▶ [YOUR ASSIGNMENT] The string "white" may appear in lines of the listing. Report each line where it does.

::: DATA EXTRACTS :::

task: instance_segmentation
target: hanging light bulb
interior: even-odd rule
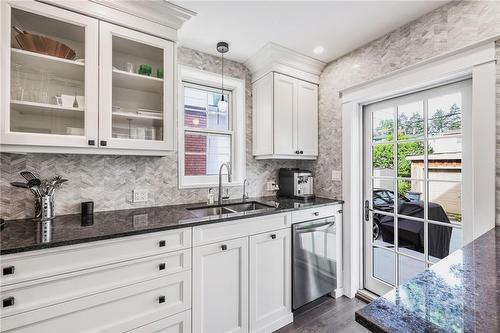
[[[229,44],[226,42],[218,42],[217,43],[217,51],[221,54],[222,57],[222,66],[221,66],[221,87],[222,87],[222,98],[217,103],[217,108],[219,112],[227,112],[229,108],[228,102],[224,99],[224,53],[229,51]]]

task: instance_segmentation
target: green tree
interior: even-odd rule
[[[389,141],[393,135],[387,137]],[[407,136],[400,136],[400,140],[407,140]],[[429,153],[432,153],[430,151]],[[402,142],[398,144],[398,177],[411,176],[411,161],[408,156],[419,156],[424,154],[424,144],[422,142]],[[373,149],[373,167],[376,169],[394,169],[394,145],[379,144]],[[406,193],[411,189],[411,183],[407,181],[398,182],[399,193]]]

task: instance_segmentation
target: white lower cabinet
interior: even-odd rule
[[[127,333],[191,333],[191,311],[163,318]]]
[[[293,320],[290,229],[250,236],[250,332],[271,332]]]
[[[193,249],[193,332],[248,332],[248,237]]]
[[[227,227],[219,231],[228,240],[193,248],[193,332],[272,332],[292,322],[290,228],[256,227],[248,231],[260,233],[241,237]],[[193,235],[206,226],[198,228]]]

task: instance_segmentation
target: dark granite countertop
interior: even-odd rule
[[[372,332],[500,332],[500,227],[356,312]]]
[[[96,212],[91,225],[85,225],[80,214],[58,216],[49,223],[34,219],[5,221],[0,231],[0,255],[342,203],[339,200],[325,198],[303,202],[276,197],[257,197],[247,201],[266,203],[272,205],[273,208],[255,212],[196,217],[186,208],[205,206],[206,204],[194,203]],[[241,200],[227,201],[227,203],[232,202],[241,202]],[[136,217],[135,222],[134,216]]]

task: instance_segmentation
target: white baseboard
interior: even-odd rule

:::

▶ [PROBLEM SOLUTION]
target: white lower cabinet
target: white baseboard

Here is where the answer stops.